───── STORED ROWS

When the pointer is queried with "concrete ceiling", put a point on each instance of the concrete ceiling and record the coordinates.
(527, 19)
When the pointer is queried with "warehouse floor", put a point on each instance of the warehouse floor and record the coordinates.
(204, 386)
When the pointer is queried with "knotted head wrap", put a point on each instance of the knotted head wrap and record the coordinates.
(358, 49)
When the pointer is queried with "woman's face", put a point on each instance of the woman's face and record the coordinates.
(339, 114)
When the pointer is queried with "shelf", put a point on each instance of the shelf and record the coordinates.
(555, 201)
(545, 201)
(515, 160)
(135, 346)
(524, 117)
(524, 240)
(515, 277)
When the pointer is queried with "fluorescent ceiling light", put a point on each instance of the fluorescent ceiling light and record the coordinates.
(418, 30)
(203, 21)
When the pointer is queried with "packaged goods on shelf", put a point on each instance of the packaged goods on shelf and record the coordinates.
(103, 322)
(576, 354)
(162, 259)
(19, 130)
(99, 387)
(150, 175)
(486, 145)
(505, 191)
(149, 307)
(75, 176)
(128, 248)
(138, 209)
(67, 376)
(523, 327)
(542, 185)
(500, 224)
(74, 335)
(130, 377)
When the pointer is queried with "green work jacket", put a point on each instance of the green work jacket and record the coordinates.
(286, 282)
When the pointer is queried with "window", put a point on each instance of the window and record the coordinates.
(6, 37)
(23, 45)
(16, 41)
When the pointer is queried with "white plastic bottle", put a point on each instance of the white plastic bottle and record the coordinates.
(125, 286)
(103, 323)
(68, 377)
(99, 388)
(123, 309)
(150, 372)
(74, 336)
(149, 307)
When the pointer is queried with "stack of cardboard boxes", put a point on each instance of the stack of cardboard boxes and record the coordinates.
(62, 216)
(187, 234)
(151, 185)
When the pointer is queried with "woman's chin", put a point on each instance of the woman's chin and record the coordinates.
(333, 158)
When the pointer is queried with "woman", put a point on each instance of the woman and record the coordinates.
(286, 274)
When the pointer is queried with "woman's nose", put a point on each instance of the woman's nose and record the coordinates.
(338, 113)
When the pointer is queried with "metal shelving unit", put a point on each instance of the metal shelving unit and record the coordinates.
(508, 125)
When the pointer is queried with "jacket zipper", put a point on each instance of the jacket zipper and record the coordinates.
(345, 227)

──────────

- **TASK DIRECTIONS**: Please output the entire listing exactly as it stands.

- **OUTPUT**:
When the pointer is queried with "concrete ceiling", put a point on each instance of the concrete ceiling and record the coordinates.
(527, 19)
When the pointer is queried with "warehouse floor", put a point on each instance of the warehouse floor and record the coordinates.
(204, 386)
When the pointer is queried with "knotted head wrap", put a point on each instance of the knotted head wrap and record the coordinates.
(358, 49)
When the pointer is queried with "woman's face", put a point on each instance of the woman's face and record the coordinates.
(339, 114)
When the pointer is queried with "shelf", put a point on each instance of the shelf and record the coordinates.
(555, 201)
(545, 201)
(515, 160)
(135, 346)
(524, 117)
(524, 240)
(515, 277)
When the pointer is queried with "fluorescent ceiling light", put a point on each instance of the fluorescent ceiling light and record the coordinates.
(418, 30)
(203, 21)
When the pointer is queried with "packaged goods on shelf", put a point on each instance of the packaged goods on shelf and record the coordinates.
(103, 322)
(576, 354)
(162, 259)
(19, 130)
(99, 387)
(150, 175)
(486, 145)
(505, 191)
(149, 307)
(75, 176)
(128, 248)
(138, 209)
(67, 376)
(523, 327)
(542, 185)
(500, 224)
(74, 335)
(130, 377)
When the pointer is queried with "green work jacket", put a point on each instance of the green work jacket and record the coordinates.
(286, 282)
When the pointer is queried with "window", put a point on each instance of the window and record the coordinates.
(6, 37)
(23, 45)
(16, 41)
When the pointer is queried with "white plastic bottle", put a point on each instance of the white plastic bottle and record the coordinates.
(125, 286)
(103, 323)
(68, 377)
(99, 388)
(123, 309)
(150, 372)
(74, 336)
(149, 307)
When the pointer is queried with "stack of cardboard boxes", put a point on each instance of the stack of cardboard boxes and record the coordinates.
(62, 216)
(187, 234)
(151, 185)
When the pointer is queried with "woman's chin", put a point on each instance of the woman's chin and record the coordinates.
(333, 158)
When the pointer is queried with "woman", put a point on each instance of the woman and record the coordinates.
(286, 274)
When the pointer is queried with "woman's nose", put a point on each instance of the woman's nose and record the coordinates.
(338, 113)
When the pointer is queried with "metal shelving unit", put a point on each instance of the metal shelving unit and record the coordinates.
(508, 125)
When the pointer is queried with "jacket zipper", put a point on each instance of the jacket zipper and record the coordinates.
(345, 227)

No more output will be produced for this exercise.